§ Provided material
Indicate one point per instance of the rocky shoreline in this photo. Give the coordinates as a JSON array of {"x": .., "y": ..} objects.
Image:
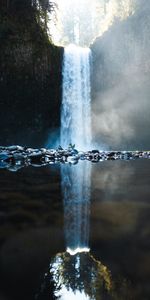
[{"x": 14, "y": 158}]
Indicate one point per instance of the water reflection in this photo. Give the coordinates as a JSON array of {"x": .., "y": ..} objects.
[
  {"x": 76, "y": 187},
  {"x": 79, "y": 276},
  {"x": 75, "y": 273}
]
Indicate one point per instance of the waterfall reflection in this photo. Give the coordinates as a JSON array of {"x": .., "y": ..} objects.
[
  {"x": 79, "y": 277},
  {"x": 76, "y": 186},
  {"x": 75, "y": 273}
]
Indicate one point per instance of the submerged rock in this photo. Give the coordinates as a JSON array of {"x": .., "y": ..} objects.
[{"x": 15, "y": 157}]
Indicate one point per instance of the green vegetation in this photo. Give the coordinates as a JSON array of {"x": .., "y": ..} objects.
[{"x": 30, "y": 73}]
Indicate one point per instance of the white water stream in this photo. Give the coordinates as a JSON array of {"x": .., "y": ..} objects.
[{"x": 76, "y": 98}]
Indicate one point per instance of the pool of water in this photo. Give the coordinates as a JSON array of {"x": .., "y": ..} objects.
[{"x": 34, "y": 263}]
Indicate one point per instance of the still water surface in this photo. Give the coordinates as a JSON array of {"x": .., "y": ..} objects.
[{"x": 34, "y": 220}]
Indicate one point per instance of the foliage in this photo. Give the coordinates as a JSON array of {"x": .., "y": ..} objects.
[{"x": 28, "y": 11}]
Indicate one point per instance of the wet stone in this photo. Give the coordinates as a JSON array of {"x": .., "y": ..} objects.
[{"x": 15, "y": 157}]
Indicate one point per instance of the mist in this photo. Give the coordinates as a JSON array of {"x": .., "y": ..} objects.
[{"x": 120, "y": 78}]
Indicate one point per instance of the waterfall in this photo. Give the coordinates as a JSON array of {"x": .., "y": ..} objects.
[
  {"x": 76, "y": 129},
  {"x": 76, "y": 100}
]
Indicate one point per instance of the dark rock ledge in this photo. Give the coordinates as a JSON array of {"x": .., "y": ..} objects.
[{"x": 15, "y": 157}]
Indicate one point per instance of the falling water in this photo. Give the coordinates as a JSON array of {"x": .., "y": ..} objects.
[
  {"x": 76, "y": 129},
  {"x": 76, "y": 100}
]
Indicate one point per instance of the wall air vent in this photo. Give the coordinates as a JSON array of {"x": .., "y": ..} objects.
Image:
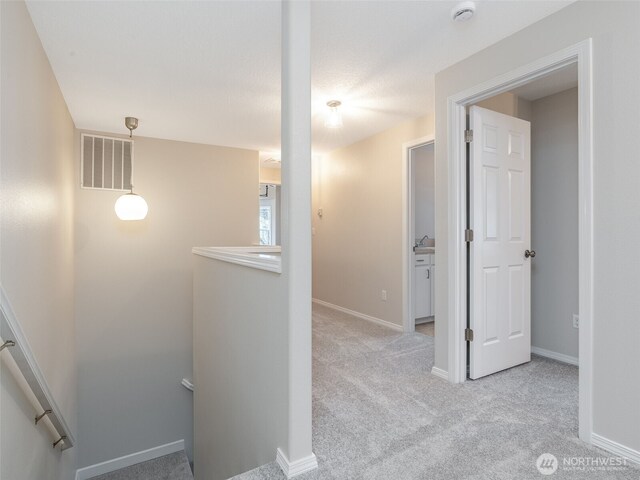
[{"x": 106, "y": 162}]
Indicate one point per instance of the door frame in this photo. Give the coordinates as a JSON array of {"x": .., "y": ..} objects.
[
  {"x": 408, "y": 229},
  {"x": 580, "y": 54}
]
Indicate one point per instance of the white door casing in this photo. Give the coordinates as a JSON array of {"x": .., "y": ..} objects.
[{"x": 500, "y": 216}]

§ Task requirements
Exclude the images and reproduce the remaining data exactly.

§ Expected answer
Indicate one point per instance of the rocky shoreline in this photo. Give the coordinates as a JSON array of {"x": .., "y": ..} objects.
Image:
[{"x": 14, "y": 158}]
Indicate one point per instance of the water reflection in this photo. Give the coordinates as a JSON array of {"x": .., "y": ..} objects.
[
  {"x": 76, "y": 187},
  {"x": 79, "y": 276},
  {"x": 75, "y": 273}
]
Indicate one point per instance of the waterfall reflection in this photo. Give the coordinates as a JSON array of {"x": .., "y": ..} objects.
[
  {"x": 79, "y": 277},
  {"x": 76, "y": 186},
  {"x": 75, "y": 273}
]
Indicate one point per instance of the submerged rock in this photo. Give the coordinates as a JSON array of {"x": .., "y": ..} objects.
[{"x": 15, "y": 157}]
Indicate one point per instance of the green vegetation in this photo. Give the coordinates as a JSON array of {"x": .., "y": ..} objects.
[{"x": 30, "y": 73}]
Indicate one point per instance of the white water stream in this photo. Give the coordinates as a JSON array of {"x": .., "y": ..} objects.
[{"x": 76, "y": 98}]
Indicate one point per instance of the pool of water in this photo. Give the coordinates as a JSON array of {"x": .., "y": ..} objects.
[{"x": 34, "y": 263}]
Indicate one point per instance of the still water surface in this photo. Give the coordinates as a JSON array of {"x": .., "y": ..} objects.
[{"x": 34, "y": 220}]
Indicate one point per instance of the foliage in this photo. Give the coordinates as a JSON array of {"x": .., "y": ..} objects.
[{"x": 28, "y": 11}]
Indicate one point per instance of the wet stone in this photo. Give the coordinates as a JSON array of {"x": .., "y": ..} objects.
[{"x": 15, "y": 157}]
Indicate one point per instance of the mist in this photo. Give the coordinates as a JSON array of {"x": .., "y": ..} objects.
[{"x": 120, "y": 78}]
Indicate one point per instance of the waterfall in this photo. Give the coordinates as a JSON array of {"x": .., "y": ..} objects.
[
  {"x": 76, "y": 129},
  {"x": 76, "y": 100}
]
Indicate one point per instance of the dark rock ledge in this photo. Give the coordinates as a JSON array of {"x": .., "y": ..} objects.
[{"x": 15, "y": 157}]
Indicate one point per instance of the falling water in this photo. Give the coordinates as a JSON array of {"x": .., "y": ..} objects.
[
  {"x": 76, "y": 129},
  {"x": 76, "y": 100}
]
Indicate one point per instance of the wall air vent in this photo. Give the coordinates as a JSON array of {"x": .., "y": ..} objects.
Image:
[{"x": 106, "y": 162}]
Indicate one point per instance of the door frame in this photo. Give the coordinates as a JSON array of {"x": .., "y": ..} objects.
[
  {"x": 408, "y": 229},
  {"x": 580, "y": 54}
]
Indicate one point per instance of the white door casing in this photo. Give the coordinates as a JSON array of {"x": .., "y": ..} objects.
[{"x": 500, "y": 216}]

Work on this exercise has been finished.